→ EXERCISE
In the block problem, update the portion between "At $t=0$, a" and "Answer: (C)", inclusive, so that "smooth" becomes "frictionless".

→ PASSAGE
— start —
Question

At $t=0$, a force $F=kt$ is applied on a block making an angle $\alpha$ with the horizontal. Assume surfaces to be smooth. Find the velocity of the body at the time of breaking off the plane :

• A. $\frac{mg\cos \alpha }{2k\sin \alpha }$
• B. $\frac{m^2{g}^2\cos \alpha }{2k{\sin }^2\alpha }$
• C. $\frac{m{g}^2\cos \alpha }{2k{\sin }^2\alpha }$
• D. $\frac{m{g}^2\cos \alpha }{2k\sin \alpha }$

Answer 1

Answer: (C)

$\frac{m{g}^2\cos \alpha }{2k{\sin }^2\alpha }$

From FBD, $F\sin \alpha =mg$
$kt\sin \alpha =mg$ as$(F=kt)$ (Since for take off N=0)
— end —
→ DATASET CONTENT
— start —
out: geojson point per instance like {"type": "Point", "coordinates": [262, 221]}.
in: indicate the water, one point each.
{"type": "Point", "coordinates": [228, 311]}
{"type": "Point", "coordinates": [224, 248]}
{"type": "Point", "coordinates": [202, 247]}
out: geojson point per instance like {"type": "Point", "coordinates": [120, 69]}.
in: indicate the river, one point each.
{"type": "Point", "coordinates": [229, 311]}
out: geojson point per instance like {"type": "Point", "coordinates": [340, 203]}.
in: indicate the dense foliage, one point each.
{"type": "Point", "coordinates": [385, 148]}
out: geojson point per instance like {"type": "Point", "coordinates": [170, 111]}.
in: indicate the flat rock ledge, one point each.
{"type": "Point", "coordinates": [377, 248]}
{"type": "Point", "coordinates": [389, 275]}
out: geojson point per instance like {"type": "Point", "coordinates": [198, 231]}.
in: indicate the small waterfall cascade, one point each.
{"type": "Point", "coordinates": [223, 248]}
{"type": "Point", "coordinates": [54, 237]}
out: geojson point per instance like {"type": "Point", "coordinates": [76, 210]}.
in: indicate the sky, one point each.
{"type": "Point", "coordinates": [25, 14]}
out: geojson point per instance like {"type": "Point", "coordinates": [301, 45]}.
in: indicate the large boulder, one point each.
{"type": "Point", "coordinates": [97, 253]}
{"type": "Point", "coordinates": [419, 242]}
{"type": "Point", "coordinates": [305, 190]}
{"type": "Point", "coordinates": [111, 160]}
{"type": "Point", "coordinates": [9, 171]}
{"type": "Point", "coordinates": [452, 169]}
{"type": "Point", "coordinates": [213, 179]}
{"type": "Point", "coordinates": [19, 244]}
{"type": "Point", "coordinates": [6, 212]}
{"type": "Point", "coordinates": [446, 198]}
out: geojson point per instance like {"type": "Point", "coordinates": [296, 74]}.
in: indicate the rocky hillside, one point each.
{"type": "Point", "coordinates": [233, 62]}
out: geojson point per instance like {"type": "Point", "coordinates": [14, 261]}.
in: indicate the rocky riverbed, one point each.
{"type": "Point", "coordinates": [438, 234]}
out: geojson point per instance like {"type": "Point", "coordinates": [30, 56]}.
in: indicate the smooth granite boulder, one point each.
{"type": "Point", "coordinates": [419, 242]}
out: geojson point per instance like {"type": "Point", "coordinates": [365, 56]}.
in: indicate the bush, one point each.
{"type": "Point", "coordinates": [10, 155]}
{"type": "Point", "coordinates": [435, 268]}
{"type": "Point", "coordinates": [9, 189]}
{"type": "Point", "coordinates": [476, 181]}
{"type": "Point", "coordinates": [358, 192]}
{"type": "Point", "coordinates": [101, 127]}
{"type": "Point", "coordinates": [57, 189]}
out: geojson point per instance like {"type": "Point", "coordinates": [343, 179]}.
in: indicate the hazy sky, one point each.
— end —
→ TASK ANSWER
At $t=0$, a force $F=kt$ is applied on a block making an angle $\alpha$ with the horizontal. Assume surfaces to be frictionless. Find the velocity of the body at the time of breaking off the plane :

• A. $\frac{mg\cos \alpha }{2k\sin \alpha }$
• B. $\frac{m^2{g}^2\cos \alpha }{2k{\sin }^2\alpha }$
• C. $\frac{m{g}^2\cos \alpha }{2k{\sin }^2\alpha }$
• D. $\frac{m{g}^2\cos \alpha }{2k\sin \alpha }$

Answer 1

Answer: (C)